** Text passage **
Many things done.
Flights are now (finally) in order, Tarmo will come to US via Amsterdam and stay one night there. He'll be at Tennessee at 20:30 if I remember correctly. When it's time, I'll try to book my flight to Tennessee about that time too. So we'll go to our hotel (or whatever) same time.
Which reminds me that I should start to look some houses/rooms that are rent. We'll rent a room for us because it will be more convenient that way to us and won't cost too much (I hope). If I just find some room that will be near the university, we don't have a car to use there. But we'll figure out something.

** Tasks **
A - In the travel post, which city will Tarmo pass through and stay in for one night on his way to the US?
B - Rewrite the paragraph of the travel post beginning "Which reminds me" as a brief list that keeps its main facts.
These items come from a separate source.

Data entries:
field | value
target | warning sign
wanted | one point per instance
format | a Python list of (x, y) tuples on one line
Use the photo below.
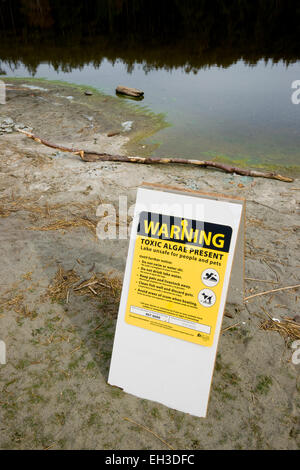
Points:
[(177, 276)]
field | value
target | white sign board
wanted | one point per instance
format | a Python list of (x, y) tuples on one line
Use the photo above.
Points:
[(174, 293)]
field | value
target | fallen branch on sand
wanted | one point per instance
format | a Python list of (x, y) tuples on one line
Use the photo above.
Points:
[(96, 156)]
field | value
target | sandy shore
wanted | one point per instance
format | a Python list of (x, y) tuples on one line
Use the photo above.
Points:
[(53, 387)]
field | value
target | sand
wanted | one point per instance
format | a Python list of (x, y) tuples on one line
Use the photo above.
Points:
[(54, 391)]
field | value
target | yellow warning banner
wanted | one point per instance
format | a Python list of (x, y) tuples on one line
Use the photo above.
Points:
[(177, 276)]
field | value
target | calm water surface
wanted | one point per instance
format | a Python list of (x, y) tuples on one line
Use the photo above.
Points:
[(217, 104)]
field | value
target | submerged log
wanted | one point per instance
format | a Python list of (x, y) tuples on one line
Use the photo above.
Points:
[(97, 156), (124, 90)]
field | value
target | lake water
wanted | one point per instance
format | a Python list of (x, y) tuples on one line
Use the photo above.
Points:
[(231, 106)]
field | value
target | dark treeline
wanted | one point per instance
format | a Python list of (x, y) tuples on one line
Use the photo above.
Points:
[(156, 33)]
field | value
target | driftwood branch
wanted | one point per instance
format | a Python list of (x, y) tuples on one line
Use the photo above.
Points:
[(124, 90), (88, 156)]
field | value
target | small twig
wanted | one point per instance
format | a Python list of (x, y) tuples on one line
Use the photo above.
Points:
[(76, 349), (260, 280), (86, 285), (273, 290), (49, 447), (231, 326), (92, 290), (149, 430), (99, 326)]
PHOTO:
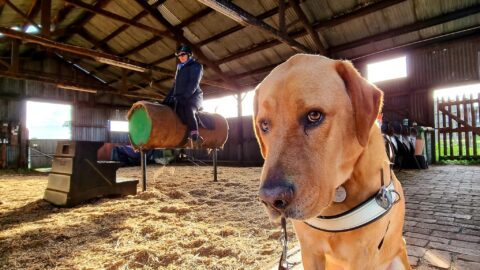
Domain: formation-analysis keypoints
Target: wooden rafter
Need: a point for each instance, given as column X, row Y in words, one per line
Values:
column 308, row 26
column 473, row 31
column 98, row 56
column 119, row 18
column 46, row 17
column 66, row 33
column 62, row 14
column 124, row 27
column 32, row 12
column 23, row 15
column 72, row 85
column 239, row 15
column 358, row 12
column 181, row 39
column 187, row 21
column 409, row 28
column 236, row 28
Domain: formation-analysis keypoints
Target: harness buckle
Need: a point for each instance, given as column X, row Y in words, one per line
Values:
column 384, row 198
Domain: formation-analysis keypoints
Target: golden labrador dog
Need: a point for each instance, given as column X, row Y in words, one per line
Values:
column 325, row 165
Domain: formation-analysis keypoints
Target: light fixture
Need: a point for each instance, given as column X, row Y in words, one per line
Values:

** Outputs in order **
A - Amsterdam.

B -
- The writer needs to start looking for houses or rooms to rent.
- They plan to rent a room, which they find more convenient and hope won't cost too much.
- They want a room near the university.
- They won't have a car there, but they'll figure something out.